Supplied entries: Begin

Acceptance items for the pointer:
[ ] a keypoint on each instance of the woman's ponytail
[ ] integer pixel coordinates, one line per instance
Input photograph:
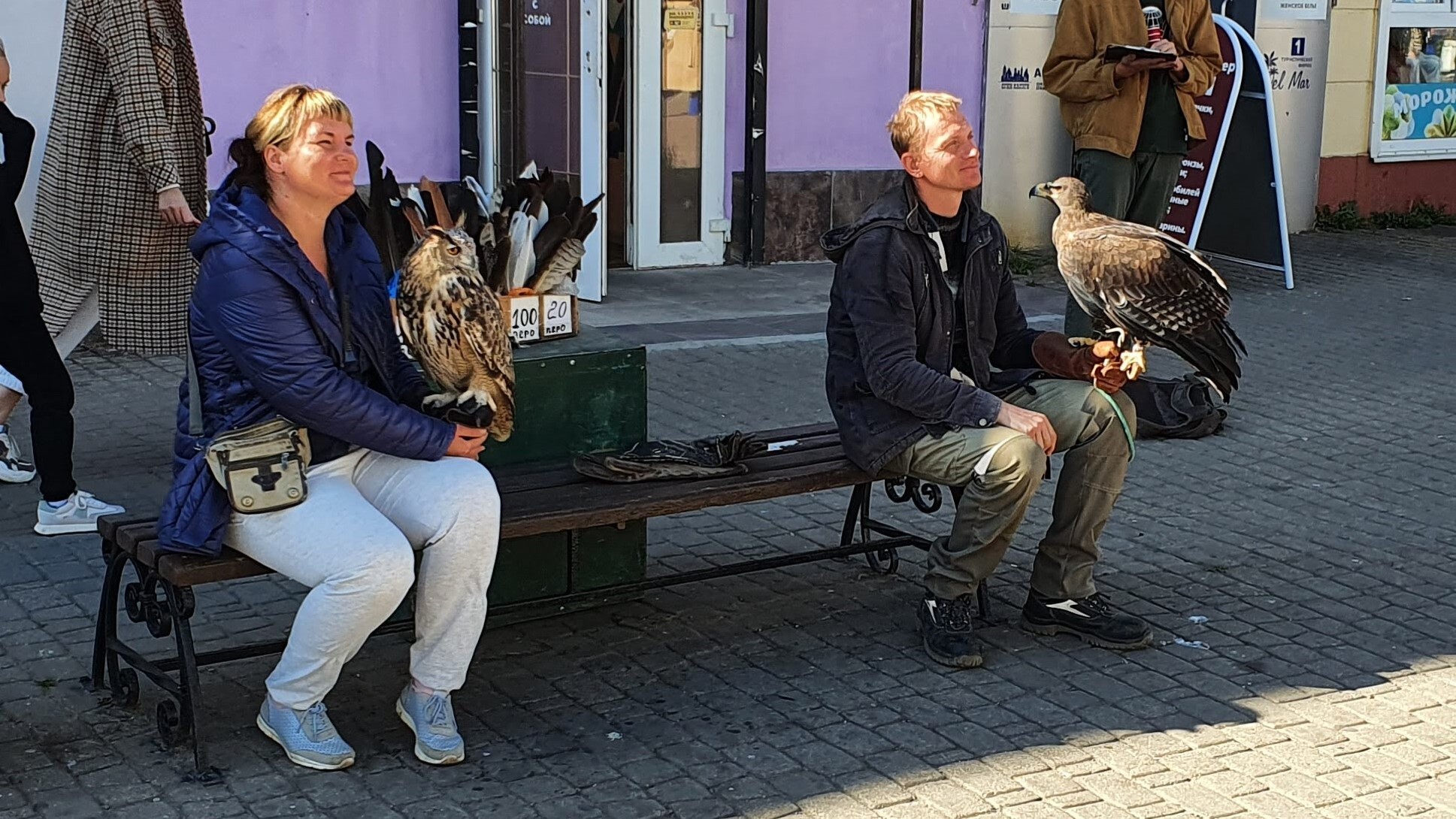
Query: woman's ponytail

Supplied entries: End

Copy the lines above exactly. Do not include pictures.

Acceptance items for the pointer:
[ ] a keypoint on each instance of the woman's ponytail
[ ] integer pixel coordinates, one line per instance
Input photograph:
Query: woman's ponytail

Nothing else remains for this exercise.